ASSIGNMENT: Below are the entries; transcribe them exactly and drop every picture.

DATA IN THIS EXERCISE:
####
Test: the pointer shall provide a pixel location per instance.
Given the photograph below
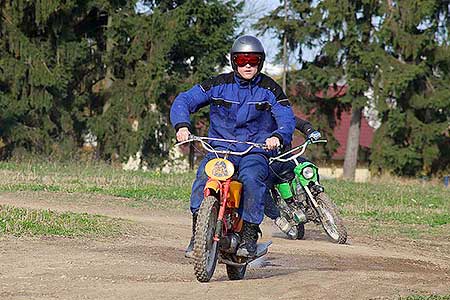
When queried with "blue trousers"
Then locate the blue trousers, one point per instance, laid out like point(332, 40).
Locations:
point(252, 170)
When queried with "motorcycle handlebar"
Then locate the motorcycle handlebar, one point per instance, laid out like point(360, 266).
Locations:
point(209, 148)
point(301, 147)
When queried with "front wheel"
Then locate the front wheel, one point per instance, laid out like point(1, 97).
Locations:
point(205, 248)
point(301, 231)
point(330, 219)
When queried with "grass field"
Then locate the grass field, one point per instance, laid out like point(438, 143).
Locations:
point(21, 221)
point(405, 207)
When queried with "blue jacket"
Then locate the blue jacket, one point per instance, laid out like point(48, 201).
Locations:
point(239, 109)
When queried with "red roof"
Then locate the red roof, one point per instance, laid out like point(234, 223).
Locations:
point(340, 132)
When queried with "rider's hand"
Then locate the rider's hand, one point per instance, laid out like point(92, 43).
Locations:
point(273, 143)
point(183, 134)
point(315, 135)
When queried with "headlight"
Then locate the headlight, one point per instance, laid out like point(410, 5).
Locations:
point(308, 172)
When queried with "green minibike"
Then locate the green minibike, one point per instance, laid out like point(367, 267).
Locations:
point(302, 199)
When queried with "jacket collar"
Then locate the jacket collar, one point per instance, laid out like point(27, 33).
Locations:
point(247, 83)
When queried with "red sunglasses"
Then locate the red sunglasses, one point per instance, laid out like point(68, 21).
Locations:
point(243, 59)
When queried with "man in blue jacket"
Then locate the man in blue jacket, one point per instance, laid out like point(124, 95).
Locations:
point(245, 105)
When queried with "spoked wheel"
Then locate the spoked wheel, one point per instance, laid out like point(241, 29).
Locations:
point(205, 248)
point(236, 272)
point(300, 231)
point(331, 221)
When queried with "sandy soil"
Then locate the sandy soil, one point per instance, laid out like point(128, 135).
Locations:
point(148, 262)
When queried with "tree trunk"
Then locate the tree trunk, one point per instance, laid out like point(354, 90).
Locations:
point(351, 152)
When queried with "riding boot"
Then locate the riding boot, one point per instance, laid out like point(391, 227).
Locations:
point(247, 248)
point(189, 253)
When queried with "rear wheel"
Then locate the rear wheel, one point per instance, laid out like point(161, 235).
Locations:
point(331, 221)
point(205, 248)
point(236, 272)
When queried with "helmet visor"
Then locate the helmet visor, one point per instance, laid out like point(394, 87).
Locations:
point(243, 59)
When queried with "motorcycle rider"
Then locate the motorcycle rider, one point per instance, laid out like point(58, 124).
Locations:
point(245, 105)
point(280, 172)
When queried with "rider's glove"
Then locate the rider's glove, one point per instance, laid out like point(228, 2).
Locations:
point(315, 135)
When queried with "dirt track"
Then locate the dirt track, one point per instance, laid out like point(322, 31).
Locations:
point(149, 263)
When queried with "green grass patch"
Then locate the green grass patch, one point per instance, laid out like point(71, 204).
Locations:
point(22, 221)
point(412, 203)
point(430, 297)
point(417, 203)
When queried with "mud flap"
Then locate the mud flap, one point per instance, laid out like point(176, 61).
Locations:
point(261, 250)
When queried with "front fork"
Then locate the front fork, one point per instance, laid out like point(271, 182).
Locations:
point(223, 189)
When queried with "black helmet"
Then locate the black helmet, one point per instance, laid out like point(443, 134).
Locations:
point(247, 44)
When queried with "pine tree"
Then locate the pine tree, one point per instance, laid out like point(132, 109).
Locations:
point(414, 77)
point(46, 64)
point(155, 56)
point(344, 32)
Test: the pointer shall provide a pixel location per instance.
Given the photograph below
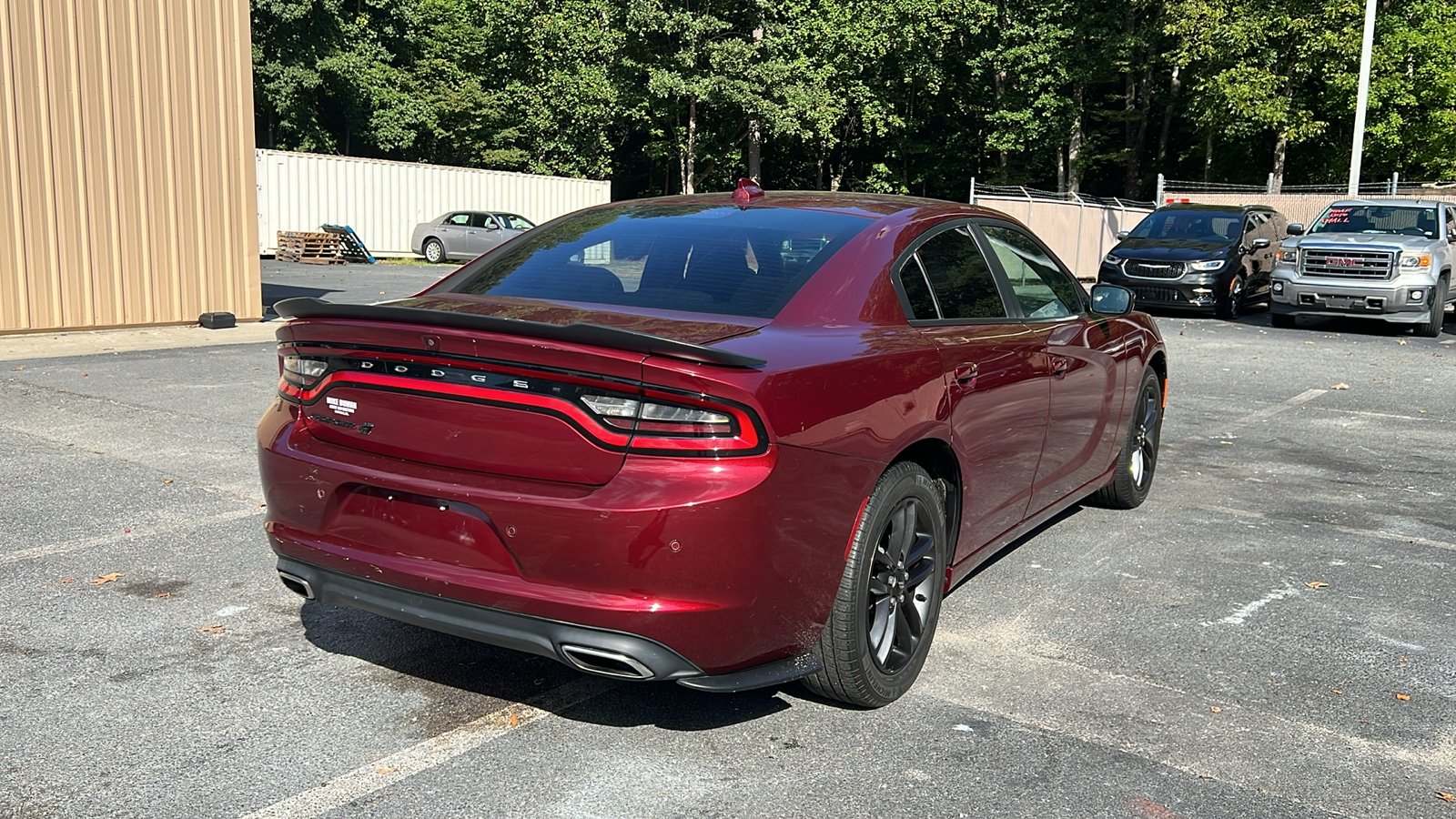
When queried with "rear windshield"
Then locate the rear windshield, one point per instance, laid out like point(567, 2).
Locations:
point(695, 258)
point(1378, 219)
point(1191, 225)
####
SOLUTION TO THIS TASK:
Test: the pointer shall provide a pixel location per instance.
Given the photograph below
When queried with "blue trousers"
Then locate the blue trousers, one point per instance, laid out like point(332, 40).
Locations:
point(252, 170)
When queried with "motorcycle handlebar"
Then locate the motorcycle handlebar, one point per instance, laid out like point(360, 266).
Locations:
point(209, 148)
point(301, 147)
When queried with "front wheel"
Then locate the front wheel, one point per instance, laid out like point(1, 97).
Locations:
point(205, 248)
point(301, 231)
point(330, 219)
When queried with "grass field"
Then locate the grass field, one point per instance, laid out like point(438, 143).
Locations:
point(21, 221)
point(405, 207)
When queried with "blue jacket"
Then locate the blue jacket, one point per instance, laid out like point(48, 201).
Locations:
point(239, 109)
When queried with "red roof"
Then locate the red roof, one point per instance, laid out like point(234, 223).
Locations:
point(340, 132)
When queried with "rider's hand"
Then locate the rider's hand, one point per instance, laid out like point(92, 43).
Locations:
point(273, 143)
point(183, 134)
point(315, 135)
When queried with "headlight"
Then locate the headlight, one point per instance, laid out like point(410, 5).
Locations:
point(308, 172)
When queried with "green minibike"
Then locate the green minibike, one point per instance, laid out like point(367, 267).
Locations:
point(302, 199)
When queried with "jacket collar"
Then locate the jacket collar, one point per instance, laid out like point(27, 33).
Locations:
point(247, 83)
When queried with "red sunglasses"
Then locate the red sunglasses, one point per instance, laid out like point(68, 21).
Locations:
point(243, 59)
When queried with "man in blue jacket"
Then locate the man in blue jacket, one point per instance, laid out like point(124, 95).
Locations:
point(245, 105)
When queried with "spoked wheel"
Then locate the spoked wheel, one point per instance, laid out like point(241, 29).
Locations:
point(205, 248)
point(236, 272)
point(300, 231)
point(331, 221)
When queried with "sandy soil"
Then locate the sandy soil, one point per instance, laid out like point(128, 135).
Locations:
point(148, 262)
When queried with "tree trunk"
Then locate the tree trunk, one point per instance, laid out like point(354, 90).
Locations:
point(351, 152)
When queried with "riding boot"
Then locate the riding boot, one point per instance, laid out like point(391, 227).
Locations:
point(247, 248)
point(189, 253)
When queried with "rear wheel"
Then locate the rear wheel, one point per instance, laid out like point(161, 235).
Locations:
point(331, 221)
point(205, 248)
point(236, 272)
When queried with "helmet visor"
Then locate the helmet visor, one point per instance, laid out like point(394, 87).
Locations:
point(243, 59)
When queried with "motorcycle rider"
Then locate the motorcycle rider, one point per instance, laid out like point(58, 124).
Locations:
point(245, 105)
point(280, 172)
When queried with "rider's glove"
Then locate the rider's glove, one point per instance, laid out like point(228, 2).
Locations:
point(315, 135)
When queried with "dirt track"
Then locate the dirt track, one point per instance, laid out like point(322, 31).
Locations:
point(149, 263)
When queried with "green grass patch"
Then locate the green grass patch, one point per instance, laid out like point(71, 204).
Locations:
point(22, 221)
point(412, 203)
point(430, 297)
point(417, 203)
When queried with "mud flap"
Then locate the mud flap, one point per instance, laid out like point(176, 61).
Locations:
point(261, 250)
When queried with "front fork"
Then locate the front fork, one point per instance, laid out like point(271, 182).
Locations:
point(223, 189)
When queried with "black helmet"
Then locate the black helmet, one point per instance, laid out like point(443, 134).
Locations:
point(247, 44)
When queried with "pine tree"
Then locate the pine tree, one point per instance, laid out like point(132, 109).
Locations:
point(414, 77)
point(46, 64)
point(155, 56)
point(344, 32)
Test: the pointer shall provide a pixel location per instance.
Given the photograph below
When queried with "rear windshield"
Then locate the rear windshield, one point per instance, laid out like point(567, 2).
Locations:
point(695, 258)
point(1378, 219)
point(1191, 225)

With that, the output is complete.